Collected data
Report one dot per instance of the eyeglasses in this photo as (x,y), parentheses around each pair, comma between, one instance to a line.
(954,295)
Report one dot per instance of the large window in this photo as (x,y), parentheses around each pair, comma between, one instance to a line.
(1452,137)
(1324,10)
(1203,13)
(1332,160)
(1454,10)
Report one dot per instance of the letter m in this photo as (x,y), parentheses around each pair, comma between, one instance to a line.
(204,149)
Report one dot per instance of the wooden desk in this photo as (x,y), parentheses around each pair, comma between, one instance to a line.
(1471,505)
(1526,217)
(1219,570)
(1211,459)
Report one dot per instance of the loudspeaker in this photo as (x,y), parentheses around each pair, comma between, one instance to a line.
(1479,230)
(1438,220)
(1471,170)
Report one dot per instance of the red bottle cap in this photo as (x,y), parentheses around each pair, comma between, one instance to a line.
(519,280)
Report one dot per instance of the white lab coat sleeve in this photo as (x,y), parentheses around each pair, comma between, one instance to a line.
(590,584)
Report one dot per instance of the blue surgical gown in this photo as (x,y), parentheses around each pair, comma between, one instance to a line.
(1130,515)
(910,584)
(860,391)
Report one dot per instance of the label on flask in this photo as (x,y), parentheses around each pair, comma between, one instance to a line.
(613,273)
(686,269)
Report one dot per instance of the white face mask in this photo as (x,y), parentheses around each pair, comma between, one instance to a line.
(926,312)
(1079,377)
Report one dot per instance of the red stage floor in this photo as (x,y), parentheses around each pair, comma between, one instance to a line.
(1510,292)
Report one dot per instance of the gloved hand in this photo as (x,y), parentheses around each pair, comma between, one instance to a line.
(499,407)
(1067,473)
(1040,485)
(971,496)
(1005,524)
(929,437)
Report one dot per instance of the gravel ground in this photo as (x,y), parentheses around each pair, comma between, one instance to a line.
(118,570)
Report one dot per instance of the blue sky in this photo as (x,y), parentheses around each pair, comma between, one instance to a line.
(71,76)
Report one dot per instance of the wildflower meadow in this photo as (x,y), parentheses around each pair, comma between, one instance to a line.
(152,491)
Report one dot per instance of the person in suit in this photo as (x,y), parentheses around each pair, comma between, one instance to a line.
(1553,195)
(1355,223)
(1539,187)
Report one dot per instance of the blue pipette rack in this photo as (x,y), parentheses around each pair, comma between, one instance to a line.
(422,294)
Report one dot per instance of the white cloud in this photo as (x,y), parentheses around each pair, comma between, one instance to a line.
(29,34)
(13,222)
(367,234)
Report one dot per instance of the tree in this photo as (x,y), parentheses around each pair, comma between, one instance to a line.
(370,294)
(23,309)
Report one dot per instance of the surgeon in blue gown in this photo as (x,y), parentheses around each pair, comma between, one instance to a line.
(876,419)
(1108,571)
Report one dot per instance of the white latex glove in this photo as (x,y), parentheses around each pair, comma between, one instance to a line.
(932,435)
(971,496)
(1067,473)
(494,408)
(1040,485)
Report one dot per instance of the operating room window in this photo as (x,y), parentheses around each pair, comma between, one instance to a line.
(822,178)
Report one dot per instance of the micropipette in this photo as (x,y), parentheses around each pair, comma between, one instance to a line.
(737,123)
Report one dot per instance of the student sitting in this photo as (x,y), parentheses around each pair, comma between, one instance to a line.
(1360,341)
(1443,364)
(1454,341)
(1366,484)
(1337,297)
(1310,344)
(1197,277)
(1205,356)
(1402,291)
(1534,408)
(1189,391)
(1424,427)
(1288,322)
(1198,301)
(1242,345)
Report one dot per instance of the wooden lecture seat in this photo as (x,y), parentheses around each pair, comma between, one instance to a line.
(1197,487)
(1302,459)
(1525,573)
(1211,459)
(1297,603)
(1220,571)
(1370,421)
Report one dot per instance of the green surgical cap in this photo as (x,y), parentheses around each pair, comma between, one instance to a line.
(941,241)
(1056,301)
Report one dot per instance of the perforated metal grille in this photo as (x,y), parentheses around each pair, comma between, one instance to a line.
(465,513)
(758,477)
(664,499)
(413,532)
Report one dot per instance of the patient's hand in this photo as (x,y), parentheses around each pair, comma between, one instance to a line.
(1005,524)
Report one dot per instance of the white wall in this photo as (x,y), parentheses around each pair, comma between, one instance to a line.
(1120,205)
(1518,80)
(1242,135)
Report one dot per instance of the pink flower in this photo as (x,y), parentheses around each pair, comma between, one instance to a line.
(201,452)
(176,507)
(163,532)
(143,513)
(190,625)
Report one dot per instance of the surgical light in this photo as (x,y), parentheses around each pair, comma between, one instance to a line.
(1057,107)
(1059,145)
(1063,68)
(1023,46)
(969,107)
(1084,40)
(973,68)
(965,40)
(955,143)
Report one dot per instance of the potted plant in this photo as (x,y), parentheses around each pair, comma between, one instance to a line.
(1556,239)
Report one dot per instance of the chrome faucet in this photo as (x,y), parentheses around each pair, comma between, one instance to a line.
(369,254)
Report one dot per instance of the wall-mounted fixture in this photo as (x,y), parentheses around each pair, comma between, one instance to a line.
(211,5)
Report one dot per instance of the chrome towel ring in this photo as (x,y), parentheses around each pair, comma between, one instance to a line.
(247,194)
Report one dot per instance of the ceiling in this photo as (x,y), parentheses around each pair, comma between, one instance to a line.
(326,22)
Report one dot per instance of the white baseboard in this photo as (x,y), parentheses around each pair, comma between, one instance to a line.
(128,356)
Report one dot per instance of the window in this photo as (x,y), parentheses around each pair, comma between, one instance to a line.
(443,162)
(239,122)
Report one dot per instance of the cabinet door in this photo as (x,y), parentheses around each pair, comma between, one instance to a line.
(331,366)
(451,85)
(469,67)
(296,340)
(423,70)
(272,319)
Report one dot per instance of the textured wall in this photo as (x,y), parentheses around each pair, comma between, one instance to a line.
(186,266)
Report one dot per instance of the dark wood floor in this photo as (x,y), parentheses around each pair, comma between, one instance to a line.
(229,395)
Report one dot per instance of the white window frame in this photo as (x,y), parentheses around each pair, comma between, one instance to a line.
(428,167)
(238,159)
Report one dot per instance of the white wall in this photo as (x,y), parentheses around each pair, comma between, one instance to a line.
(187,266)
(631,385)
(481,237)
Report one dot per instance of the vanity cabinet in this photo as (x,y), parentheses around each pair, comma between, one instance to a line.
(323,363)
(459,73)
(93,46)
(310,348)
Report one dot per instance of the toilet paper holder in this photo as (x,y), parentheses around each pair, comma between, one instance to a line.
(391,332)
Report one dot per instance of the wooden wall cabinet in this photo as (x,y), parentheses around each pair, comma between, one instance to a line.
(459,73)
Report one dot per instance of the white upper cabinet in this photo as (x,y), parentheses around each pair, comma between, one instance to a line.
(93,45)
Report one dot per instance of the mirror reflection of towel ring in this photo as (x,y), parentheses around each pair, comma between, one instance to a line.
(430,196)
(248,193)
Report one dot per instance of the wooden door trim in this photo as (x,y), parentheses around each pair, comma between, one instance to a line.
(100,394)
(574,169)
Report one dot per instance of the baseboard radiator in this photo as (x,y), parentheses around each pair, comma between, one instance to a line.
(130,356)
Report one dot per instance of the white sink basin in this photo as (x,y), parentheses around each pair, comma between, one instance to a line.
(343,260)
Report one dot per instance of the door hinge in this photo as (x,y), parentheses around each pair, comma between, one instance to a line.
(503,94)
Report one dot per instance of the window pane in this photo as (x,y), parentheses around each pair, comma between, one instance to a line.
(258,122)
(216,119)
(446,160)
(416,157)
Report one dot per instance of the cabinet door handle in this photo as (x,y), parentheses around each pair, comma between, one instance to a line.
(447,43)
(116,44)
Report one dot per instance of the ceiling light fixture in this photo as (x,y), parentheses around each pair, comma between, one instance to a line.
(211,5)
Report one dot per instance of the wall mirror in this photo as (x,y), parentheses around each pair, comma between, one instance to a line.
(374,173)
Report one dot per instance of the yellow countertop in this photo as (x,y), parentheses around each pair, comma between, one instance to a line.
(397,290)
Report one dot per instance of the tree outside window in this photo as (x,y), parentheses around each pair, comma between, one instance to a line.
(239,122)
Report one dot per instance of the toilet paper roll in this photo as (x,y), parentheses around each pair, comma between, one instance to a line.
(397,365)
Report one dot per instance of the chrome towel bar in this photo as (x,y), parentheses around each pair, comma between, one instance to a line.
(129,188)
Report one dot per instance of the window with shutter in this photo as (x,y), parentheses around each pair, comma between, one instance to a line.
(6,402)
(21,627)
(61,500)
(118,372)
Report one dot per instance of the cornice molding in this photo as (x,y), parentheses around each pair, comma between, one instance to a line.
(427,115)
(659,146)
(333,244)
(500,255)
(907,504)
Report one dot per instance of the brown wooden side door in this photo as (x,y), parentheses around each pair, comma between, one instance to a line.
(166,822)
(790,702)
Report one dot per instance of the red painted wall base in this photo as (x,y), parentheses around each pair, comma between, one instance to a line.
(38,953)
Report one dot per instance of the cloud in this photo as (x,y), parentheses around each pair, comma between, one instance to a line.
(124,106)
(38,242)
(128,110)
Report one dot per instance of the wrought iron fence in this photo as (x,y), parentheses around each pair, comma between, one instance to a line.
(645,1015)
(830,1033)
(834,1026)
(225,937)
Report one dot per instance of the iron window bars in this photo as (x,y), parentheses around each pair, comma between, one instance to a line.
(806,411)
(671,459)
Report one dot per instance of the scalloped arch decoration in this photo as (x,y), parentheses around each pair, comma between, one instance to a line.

- _Your task_: Give back exactly the lines running from the line containing "Report one dot per instance of the cloud" through the end of the material above, both included, and nothing beyond them.

- _Output for this exercise_:
Report one dot per instance of the cloud in this photo as (x,y), parentheses around each pair, comma between, one instance to a line.
(124,106)
(38,242)
(128,110)
Report one dot per instance of the wrought iron fence in this photo as (x,y), parentheses around each pair, comma between, one instance to a line.
(645,1015)
(830,1033)
(834,1026)
(225,937)
Report one dot per instance of the iron window bars in this photo as (x,y), parentheses around each pair, comma between, one instance to a line.
(806,411)
(671,459)
Report one dot per instance of the scalloped arch decoration in this photo as (x,y), parentheses around each pair, comma between, one instance to a line.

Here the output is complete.